### WORK INSTRUCTIONS
Find each line in the entries below that contains the string "dollop" and copy those lines out. Matches must have the same case.

··· RECORDED INFORMATION

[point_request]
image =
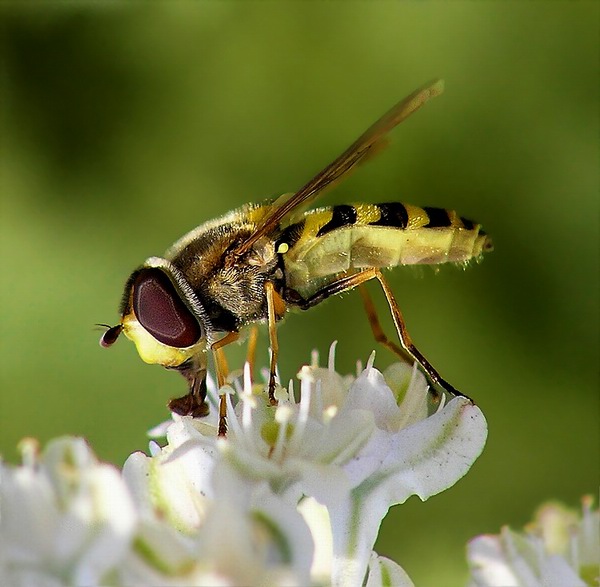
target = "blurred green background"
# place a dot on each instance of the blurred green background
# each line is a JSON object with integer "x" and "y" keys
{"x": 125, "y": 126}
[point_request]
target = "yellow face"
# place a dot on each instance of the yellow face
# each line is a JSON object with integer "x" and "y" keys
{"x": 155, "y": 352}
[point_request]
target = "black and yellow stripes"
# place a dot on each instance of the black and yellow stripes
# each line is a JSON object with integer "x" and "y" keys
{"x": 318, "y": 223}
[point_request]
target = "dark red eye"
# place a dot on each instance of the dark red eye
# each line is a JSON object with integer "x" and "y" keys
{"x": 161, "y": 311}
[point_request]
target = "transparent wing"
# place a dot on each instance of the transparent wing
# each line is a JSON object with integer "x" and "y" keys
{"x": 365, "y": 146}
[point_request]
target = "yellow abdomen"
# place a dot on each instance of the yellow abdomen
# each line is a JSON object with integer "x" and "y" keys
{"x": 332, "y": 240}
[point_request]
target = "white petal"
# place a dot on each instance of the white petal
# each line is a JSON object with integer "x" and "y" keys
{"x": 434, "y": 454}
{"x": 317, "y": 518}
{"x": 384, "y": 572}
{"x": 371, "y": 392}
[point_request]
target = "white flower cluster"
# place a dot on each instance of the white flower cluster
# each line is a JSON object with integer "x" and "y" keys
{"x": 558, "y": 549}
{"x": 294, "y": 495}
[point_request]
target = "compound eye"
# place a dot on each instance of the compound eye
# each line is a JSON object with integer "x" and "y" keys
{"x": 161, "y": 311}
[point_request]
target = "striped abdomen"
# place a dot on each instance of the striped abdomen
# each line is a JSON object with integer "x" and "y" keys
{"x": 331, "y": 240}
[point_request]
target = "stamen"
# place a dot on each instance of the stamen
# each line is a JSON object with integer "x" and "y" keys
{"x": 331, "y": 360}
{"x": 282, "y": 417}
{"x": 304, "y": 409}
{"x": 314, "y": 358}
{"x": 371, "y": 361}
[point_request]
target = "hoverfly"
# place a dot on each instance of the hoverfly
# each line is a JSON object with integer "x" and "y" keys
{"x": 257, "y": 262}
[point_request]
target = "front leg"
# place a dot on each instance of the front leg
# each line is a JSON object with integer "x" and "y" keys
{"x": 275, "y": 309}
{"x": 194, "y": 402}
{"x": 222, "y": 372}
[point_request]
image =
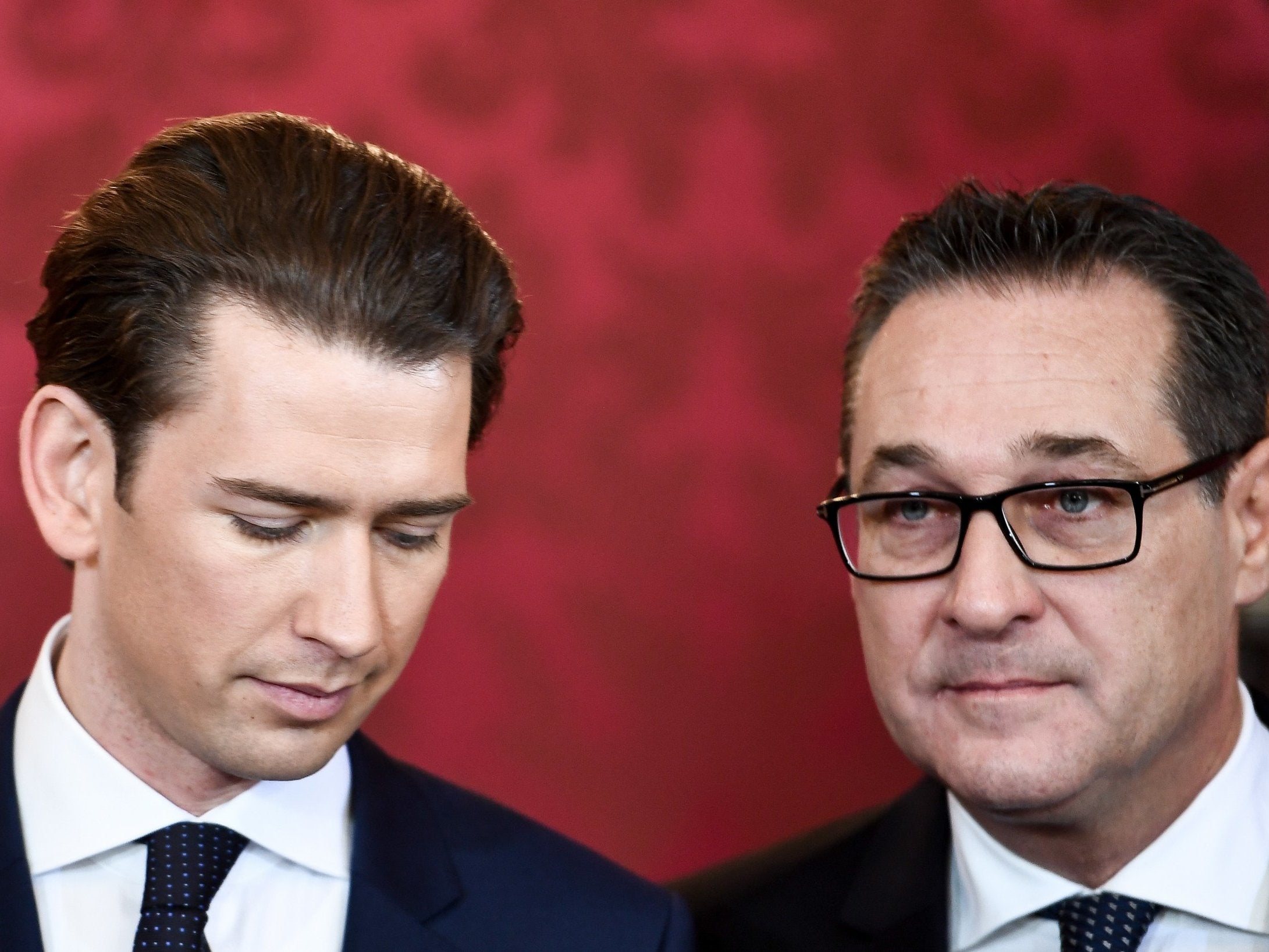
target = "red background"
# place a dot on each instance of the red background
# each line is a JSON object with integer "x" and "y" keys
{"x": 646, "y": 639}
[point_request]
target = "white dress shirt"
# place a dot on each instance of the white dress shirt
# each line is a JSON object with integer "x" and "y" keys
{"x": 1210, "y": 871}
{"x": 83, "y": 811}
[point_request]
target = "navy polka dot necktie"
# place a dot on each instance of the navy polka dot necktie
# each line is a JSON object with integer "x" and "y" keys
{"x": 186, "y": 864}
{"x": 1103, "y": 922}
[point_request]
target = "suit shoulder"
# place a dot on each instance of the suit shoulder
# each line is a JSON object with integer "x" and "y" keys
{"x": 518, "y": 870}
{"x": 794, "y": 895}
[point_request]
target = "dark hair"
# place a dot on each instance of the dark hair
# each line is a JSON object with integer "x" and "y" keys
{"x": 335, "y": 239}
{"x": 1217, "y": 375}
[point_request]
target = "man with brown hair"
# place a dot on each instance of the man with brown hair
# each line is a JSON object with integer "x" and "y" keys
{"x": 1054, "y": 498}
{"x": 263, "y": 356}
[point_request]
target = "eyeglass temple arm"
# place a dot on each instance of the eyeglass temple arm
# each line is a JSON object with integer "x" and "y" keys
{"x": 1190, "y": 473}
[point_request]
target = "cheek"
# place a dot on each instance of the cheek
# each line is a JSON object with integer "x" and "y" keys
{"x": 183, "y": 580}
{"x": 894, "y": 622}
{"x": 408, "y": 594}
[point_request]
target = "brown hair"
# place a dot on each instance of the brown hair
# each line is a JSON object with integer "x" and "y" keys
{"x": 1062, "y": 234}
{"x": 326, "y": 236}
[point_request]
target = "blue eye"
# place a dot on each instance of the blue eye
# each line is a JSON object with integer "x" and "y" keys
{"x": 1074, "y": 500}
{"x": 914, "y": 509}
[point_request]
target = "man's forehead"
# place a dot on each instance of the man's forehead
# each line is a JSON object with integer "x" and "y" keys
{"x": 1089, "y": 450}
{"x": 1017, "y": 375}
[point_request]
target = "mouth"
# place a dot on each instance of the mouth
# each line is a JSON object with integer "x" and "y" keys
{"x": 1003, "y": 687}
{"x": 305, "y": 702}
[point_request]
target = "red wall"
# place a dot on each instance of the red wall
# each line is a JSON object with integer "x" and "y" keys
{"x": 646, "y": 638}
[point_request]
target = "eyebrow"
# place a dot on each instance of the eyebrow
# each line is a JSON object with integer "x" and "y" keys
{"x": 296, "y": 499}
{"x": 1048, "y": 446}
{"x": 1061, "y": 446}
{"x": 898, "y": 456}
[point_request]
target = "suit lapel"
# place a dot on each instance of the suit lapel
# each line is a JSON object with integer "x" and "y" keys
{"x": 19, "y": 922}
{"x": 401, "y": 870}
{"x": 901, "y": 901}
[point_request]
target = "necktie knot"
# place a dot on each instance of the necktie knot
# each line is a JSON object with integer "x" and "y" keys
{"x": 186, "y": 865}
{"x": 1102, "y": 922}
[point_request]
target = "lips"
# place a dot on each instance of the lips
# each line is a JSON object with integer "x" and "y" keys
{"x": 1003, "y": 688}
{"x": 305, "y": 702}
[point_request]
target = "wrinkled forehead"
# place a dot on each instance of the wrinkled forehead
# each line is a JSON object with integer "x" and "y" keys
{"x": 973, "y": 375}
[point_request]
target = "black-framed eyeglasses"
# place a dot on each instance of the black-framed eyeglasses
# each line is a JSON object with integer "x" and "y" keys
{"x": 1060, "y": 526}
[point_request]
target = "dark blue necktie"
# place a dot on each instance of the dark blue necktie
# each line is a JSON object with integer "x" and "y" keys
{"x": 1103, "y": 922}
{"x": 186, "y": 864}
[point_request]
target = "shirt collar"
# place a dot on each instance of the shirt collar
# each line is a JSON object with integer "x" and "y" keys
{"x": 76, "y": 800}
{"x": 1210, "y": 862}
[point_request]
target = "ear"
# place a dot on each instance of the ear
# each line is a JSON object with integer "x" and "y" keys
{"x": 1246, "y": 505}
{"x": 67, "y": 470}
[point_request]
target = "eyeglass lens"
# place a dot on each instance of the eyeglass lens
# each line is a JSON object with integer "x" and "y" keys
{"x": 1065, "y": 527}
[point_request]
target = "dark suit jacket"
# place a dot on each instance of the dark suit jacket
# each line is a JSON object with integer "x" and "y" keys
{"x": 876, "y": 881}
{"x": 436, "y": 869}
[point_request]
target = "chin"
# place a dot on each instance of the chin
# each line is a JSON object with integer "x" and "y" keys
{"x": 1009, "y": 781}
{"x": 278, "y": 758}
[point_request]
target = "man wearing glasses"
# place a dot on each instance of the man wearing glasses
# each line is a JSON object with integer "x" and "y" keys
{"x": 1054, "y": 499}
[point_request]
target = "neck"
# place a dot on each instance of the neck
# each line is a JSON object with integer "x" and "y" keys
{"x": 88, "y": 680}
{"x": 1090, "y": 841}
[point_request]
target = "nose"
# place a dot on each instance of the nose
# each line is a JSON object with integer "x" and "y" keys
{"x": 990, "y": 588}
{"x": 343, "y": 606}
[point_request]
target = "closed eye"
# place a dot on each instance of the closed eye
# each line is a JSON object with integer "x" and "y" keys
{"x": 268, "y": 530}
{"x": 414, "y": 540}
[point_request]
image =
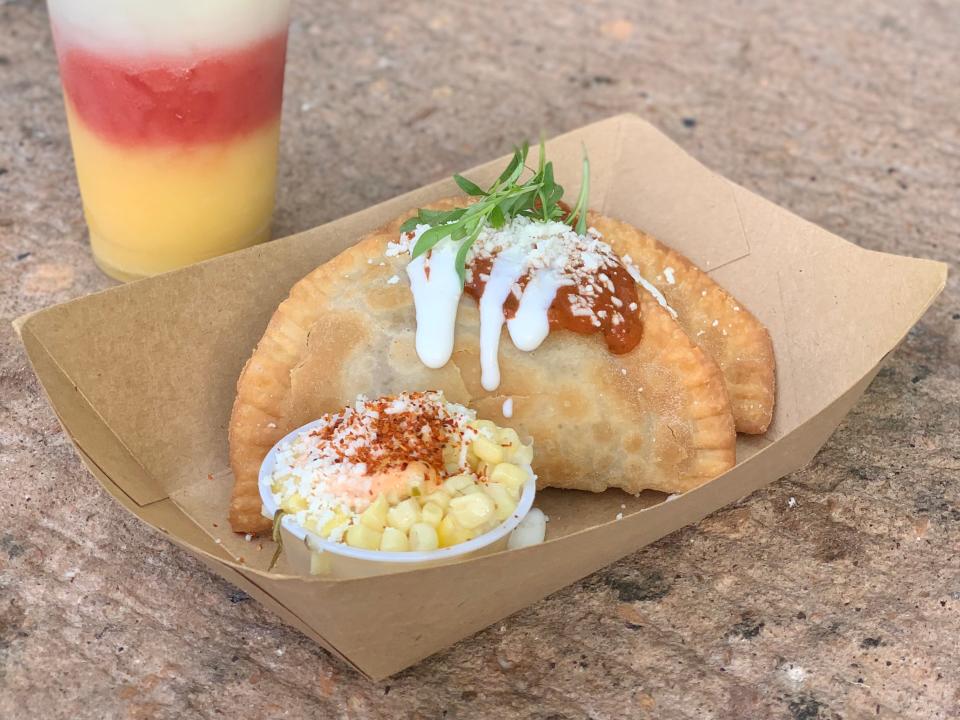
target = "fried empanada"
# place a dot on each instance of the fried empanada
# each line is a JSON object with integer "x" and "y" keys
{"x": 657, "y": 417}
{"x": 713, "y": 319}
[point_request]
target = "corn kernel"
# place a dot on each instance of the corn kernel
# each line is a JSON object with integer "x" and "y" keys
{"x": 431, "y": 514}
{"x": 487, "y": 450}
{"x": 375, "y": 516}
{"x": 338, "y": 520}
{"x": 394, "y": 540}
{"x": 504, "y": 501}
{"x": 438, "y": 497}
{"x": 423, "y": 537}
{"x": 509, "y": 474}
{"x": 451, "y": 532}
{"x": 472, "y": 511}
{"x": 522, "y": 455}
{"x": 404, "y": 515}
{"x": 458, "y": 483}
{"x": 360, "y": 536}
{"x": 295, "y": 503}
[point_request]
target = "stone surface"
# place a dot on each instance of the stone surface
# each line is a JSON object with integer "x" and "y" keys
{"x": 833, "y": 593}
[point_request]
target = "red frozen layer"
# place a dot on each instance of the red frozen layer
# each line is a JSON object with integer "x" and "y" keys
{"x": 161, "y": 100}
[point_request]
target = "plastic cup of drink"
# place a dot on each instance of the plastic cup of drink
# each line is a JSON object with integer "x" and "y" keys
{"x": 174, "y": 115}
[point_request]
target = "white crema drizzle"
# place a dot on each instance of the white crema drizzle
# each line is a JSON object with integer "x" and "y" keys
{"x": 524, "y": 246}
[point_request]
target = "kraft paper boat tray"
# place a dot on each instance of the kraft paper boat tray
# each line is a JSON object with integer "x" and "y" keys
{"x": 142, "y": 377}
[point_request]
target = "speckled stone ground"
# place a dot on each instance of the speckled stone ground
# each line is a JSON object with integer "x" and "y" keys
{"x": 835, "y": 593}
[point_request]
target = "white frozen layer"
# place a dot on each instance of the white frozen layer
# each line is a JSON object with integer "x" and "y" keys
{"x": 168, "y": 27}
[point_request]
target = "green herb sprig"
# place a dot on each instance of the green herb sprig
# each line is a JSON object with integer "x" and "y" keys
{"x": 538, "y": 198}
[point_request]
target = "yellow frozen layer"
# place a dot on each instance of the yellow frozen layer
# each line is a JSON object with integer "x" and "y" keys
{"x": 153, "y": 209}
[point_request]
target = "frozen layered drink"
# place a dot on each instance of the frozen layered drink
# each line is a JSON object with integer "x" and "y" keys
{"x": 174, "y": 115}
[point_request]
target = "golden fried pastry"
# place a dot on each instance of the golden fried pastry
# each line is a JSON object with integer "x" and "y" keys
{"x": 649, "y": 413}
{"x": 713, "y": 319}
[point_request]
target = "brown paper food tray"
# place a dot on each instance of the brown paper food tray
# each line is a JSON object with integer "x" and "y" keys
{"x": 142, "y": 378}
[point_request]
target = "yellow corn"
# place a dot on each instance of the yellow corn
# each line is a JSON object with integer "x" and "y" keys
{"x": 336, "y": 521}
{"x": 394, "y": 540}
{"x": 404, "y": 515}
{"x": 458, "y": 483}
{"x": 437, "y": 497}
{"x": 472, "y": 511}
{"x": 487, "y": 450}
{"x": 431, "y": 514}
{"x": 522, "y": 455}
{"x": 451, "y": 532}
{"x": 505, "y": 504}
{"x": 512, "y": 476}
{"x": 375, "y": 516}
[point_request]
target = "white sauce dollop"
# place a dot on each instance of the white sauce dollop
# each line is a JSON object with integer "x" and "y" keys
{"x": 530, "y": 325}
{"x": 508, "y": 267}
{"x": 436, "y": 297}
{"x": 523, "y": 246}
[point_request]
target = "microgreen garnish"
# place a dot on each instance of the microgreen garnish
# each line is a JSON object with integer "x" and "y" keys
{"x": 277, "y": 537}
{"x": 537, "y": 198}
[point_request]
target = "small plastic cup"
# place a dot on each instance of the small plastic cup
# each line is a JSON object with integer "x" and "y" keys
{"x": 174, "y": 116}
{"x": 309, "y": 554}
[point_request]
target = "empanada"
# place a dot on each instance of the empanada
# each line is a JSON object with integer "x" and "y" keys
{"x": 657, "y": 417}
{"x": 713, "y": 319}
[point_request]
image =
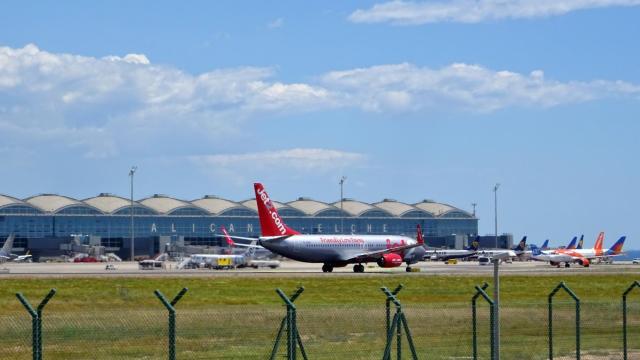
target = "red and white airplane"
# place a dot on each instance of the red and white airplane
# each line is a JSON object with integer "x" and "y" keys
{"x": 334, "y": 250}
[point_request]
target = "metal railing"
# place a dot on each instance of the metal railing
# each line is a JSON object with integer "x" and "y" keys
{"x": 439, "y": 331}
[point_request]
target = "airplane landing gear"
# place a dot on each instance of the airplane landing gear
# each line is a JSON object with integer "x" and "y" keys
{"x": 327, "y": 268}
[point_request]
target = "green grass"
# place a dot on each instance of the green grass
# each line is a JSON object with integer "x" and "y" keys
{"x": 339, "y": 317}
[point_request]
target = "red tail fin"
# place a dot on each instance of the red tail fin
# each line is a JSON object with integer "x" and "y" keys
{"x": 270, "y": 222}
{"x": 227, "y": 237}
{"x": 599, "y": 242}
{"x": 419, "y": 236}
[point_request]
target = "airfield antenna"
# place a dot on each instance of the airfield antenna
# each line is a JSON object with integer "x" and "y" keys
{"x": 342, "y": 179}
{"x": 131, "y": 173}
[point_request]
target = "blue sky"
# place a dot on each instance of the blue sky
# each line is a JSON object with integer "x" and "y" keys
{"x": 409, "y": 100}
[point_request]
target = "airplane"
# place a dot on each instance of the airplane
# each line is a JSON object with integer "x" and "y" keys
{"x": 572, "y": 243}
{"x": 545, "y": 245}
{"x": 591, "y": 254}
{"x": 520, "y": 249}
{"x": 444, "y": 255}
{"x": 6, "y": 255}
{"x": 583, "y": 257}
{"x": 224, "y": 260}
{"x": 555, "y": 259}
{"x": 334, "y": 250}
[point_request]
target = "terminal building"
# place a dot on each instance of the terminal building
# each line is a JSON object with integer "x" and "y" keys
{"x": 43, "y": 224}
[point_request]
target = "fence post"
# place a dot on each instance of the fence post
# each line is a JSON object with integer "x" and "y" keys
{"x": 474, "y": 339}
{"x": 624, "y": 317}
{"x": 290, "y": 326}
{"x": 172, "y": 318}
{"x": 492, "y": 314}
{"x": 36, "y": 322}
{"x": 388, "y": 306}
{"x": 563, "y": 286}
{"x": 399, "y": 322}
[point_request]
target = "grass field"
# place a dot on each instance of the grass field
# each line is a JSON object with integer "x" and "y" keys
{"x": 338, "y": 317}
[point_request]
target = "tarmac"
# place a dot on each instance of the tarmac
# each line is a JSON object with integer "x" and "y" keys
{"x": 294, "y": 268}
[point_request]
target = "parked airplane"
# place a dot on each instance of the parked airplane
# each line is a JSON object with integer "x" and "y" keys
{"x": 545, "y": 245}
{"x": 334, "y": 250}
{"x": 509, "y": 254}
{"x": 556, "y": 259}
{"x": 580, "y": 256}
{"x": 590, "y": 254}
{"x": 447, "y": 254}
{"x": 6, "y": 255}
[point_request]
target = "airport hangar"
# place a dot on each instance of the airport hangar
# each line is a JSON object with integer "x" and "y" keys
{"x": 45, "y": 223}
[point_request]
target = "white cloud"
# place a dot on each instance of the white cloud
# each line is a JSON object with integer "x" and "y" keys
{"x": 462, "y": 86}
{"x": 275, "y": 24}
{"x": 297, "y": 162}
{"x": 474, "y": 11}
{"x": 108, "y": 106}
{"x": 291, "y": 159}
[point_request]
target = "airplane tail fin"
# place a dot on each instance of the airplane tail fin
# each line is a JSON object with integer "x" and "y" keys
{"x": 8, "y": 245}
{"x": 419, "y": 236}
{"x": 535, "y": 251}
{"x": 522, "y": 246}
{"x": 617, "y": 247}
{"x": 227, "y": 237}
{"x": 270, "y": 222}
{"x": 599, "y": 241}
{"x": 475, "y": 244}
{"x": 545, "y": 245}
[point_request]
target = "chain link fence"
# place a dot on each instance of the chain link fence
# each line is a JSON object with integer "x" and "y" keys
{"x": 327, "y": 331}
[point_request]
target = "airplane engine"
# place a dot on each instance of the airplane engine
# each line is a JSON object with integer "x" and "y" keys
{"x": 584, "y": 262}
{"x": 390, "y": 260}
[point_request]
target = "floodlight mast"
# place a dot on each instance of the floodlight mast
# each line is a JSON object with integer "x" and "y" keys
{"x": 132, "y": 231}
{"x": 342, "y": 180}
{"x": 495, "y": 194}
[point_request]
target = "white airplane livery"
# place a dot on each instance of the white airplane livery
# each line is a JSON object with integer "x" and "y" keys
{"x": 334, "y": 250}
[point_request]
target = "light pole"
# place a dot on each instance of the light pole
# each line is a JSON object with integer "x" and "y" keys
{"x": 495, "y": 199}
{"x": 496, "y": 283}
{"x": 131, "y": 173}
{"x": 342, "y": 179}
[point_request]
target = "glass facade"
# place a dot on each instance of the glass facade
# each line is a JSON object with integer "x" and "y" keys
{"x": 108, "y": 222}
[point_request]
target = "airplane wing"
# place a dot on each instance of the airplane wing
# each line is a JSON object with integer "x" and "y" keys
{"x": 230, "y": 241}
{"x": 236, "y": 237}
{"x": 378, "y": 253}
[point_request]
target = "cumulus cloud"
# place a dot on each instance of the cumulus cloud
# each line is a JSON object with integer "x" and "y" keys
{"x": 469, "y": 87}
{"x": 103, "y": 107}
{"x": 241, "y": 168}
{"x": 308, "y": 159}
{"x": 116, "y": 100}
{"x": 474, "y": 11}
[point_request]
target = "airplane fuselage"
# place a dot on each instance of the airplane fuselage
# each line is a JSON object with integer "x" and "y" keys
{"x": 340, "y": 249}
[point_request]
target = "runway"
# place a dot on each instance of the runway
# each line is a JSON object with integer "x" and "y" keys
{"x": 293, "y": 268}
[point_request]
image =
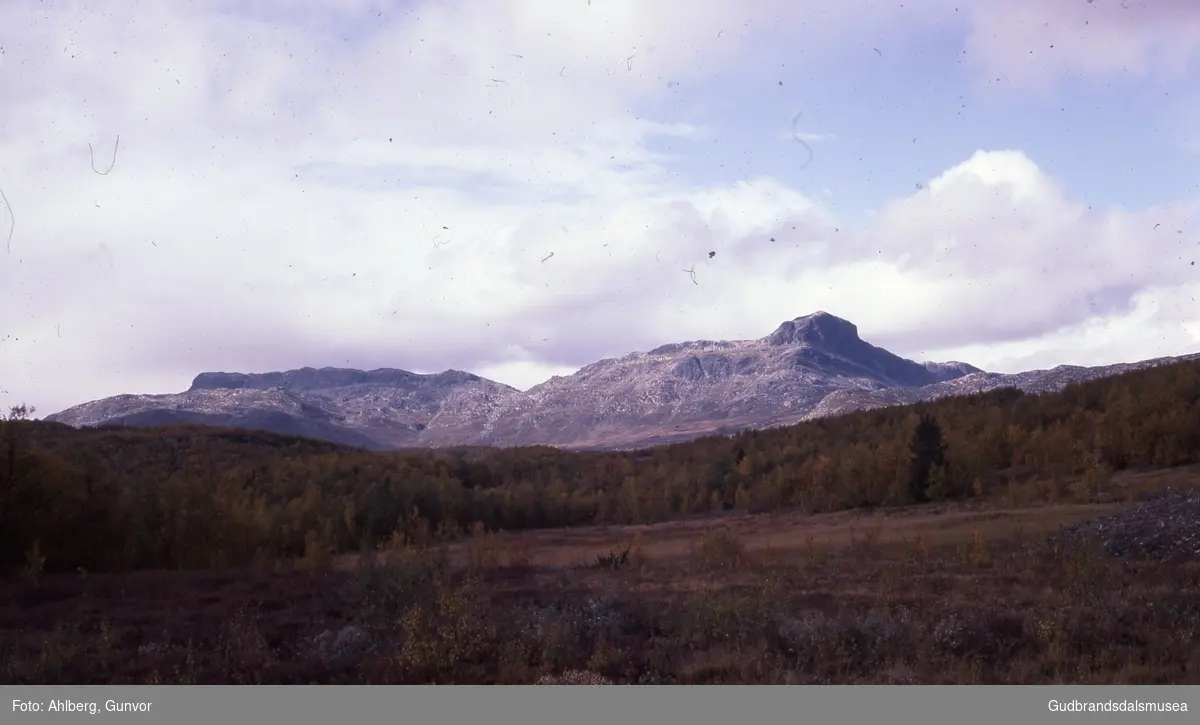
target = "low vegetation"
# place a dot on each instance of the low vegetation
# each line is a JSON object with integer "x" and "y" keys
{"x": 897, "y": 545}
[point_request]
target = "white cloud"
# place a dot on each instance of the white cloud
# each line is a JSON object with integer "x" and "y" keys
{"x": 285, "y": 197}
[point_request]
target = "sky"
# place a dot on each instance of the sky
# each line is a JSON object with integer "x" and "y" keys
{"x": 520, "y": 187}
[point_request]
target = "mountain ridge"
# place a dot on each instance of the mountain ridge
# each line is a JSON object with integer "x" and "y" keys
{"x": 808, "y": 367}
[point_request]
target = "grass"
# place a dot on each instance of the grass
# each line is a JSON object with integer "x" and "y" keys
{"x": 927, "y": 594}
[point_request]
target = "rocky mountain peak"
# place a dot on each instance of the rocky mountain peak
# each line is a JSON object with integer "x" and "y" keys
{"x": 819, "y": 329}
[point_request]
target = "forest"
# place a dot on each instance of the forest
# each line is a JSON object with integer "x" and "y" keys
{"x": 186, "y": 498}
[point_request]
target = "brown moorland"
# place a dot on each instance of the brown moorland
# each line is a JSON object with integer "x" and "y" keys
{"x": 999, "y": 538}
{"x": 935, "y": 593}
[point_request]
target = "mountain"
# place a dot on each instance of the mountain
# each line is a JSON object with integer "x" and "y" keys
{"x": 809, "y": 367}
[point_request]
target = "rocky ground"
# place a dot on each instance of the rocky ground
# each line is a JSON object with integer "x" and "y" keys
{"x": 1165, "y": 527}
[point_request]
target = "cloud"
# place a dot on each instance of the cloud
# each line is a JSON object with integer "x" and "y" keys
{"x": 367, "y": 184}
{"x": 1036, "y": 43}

······

### COMPLETE RESPONSE
target = "white sauce dollop"
# place a dot on each instance of the white sauce dollop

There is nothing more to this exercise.